• The tasks:
(a) In the passage on the Giedion-Welcker biography, in what year was Iris Bruderer-Oswald's book published?
(b) Pick up the passage on the Giedion-Welcker biography after its last sentence and carry it forward.

• Text to read:
What bliss for a biographer—Joyceans especially will be able to empathize—to decide to write about a person’s life and then have the children of that person offer for examination boxes of letters and documents that have never been read, let alone published before. What a feast! This, or something like it, must have happened to Iris Bruderer-Oswald. Her book on the renowned art critic—and friend of Joyce’s—Carola Giedion-Welcker, published in 2007, was fed by many rich sources, and it grew strong: four hundred pages of text and sixty more including footnotes, a bibliography, and an appendix.

Bruderer-Oswald’s biography deals with Giedion-Welcker’s life as well as her work. In fact, both are inseparably intertwined, as Giedion-Welcker seemed wont to befriend the artists she admired and about whom she wrote. She was interested in their works as well as their lives and curious about what and in what way they thought. She drew her inspiration not only from their works but also from the conversations she had with them. If necessary, she supported and helped them.

• Record excerpts:
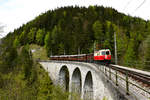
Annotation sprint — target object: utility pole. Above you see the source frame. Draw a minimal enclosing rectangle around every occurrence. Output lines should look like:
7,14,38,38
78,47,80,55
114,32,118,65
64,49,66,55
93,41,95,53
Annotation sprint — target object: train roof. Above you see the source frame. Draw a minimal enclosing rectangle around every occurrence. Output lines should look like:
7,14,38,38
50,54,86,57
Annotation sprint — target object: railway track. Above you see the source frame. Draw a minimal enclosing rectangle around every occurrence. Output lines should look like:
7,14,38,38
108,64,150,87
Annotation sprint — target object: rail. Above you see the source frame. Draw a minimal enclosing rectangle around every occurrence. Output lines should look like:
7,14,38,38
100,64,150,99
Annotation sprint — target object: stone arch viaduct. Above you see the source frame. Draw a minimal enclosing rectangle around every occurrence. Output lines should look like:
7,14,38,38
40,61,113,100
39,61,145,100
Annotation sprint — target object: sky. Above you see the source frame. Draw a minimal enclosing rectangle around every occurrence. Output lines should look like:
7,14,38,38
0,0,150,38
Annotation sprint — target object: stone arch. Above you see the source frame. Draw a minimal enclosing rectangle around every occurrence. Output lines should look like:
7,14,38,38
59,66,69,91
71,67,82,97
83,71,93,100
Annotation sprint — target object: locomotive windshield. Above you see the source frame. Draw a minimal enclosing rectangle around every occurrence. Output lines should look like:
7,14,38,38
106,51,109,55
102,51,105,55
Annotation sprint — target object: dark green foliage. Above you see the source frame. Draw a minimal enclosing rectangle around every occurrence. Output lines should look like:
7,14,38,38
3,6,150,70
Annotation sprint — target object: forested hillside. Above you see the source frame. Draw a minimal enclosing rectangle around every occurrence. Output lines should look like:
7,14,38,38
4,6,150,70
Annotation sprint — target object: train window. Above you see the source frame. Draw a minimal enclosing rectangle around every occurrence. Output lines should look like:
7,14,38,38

• Results for the exercise:
(a) 2007

(b)
The German-born Giedion-Welcker and her Swiss husband, the famous architect Siegfried Giedion, were a very hospitable couple who led something like a twentieth-century salon. All the avant-garde artists of modern Europe seem to have gathered in their Swiss house in the Doldertal in Zurich, especially during the Third Reich, when many of them were shunned or even persecuted by the Nazis. Gidieon-Welcker knew them all: Constantin Brancusi, Alberto Giacometti, Jean Arp, Guillaume Apollinaire, James Joyce, Alfred Jarry, Paul Eluard, Paul Klee, Max Ernst, Kurt Schwitters, Walter Gropius.

Bruderer-Oswald tackles every book and every essay Gidieon-Welcker ever wrote; she illustrates Giedion-Welcker’s theses, theories, and thoughts by discussing letters written to or by this dedicated art critic. In her letters, Giedion-Welcker expresses her passion for art and her enthusiasm for new ways of seeing, writing, sculpturing, painting, and constructing. Her language is vivid and strong. She loves little details; for example, we learn that on one of her visits to Brancusi’s house, the sculptor cooked her a dish “with white, soft cheese” (204). She mixes expressions from her hometown Cologne with Swiss German constructions—and she generously ignores German rules of punctuation—which, of course, immediately reminds us of Ulysses and thus brings us to her very special relationship with Joyce, his family, and his writings.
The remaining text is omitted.